Saturday, June 30, 2018

They Dreamed Of Trees




                                            An original acrylics painting, on gesso primed, wood panel
                                            10 X 18", unframed
                                            $300.00, - ( plus $30.00, pack and ship )

                                                               ( click on image to enlarge )
                       
             

     Several of my recent posts on this blog, have discussed some of the issues we are
facing, with the changes in our weather patterns, here in the middle of the country.
These problems are undoubtedly going to intensify, as global warming continues our
glacial meltdown.  The experts have warned us, that the frequency and intensity of
our weather extremes, are only going to increase, and the evidence becomes more
easy for us to see and feel, with every new weather-related disaster.  Our descendants
may have to live on a planet that we would not be able to recognize, if there is still
a planet then, where life is possible for them.

• Directions for this task:
Copy the entire blog post about the painting, word for word. The records have nothing to do with the blog post.

• Given information:
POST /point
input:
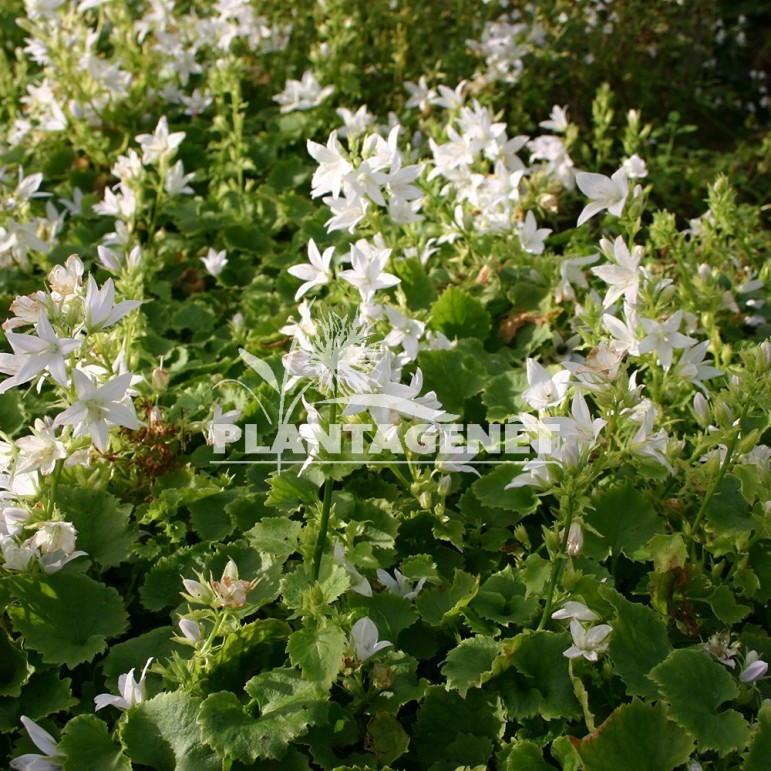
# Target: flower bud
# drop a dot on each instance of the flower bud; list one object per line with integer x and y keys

---

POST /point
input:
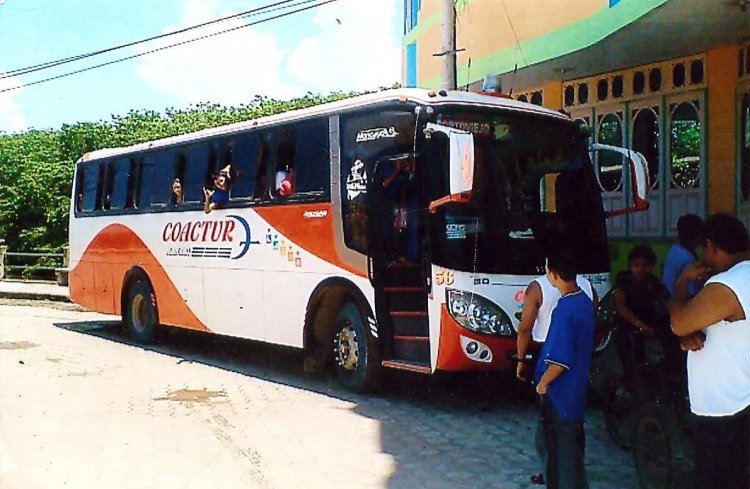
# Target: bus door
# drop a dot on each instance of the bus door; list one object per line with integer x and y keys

• Response below:
Saturday, June 30, 2018

They Dreamed Of Trees




                                            An original acrylics painting, on gesso primed, wood panel
                                            10 X 18", unframed
                                            $300.00, - ( plus $30.00, pack and ship )

                                                               ( click on image to enlarge )
                       
             

     Several of my recent posts on this blog, have discussed some of the issues we are
facing, with the changes in our weather patterns, here in the middle of the country.
These problems are undoubtedly going to intensify, as global warming continues our
glacial meltdown.  The experts have warned us, that the frequency and intensity of
our weather extremes, are only going to increase, and the evidence becomes more
easy for us to see and feel, with every new weather-related disaster.  Our descendants
may have to live on a planet that we would not be able to recognize, if there is still
a planet then, where life is possible for them.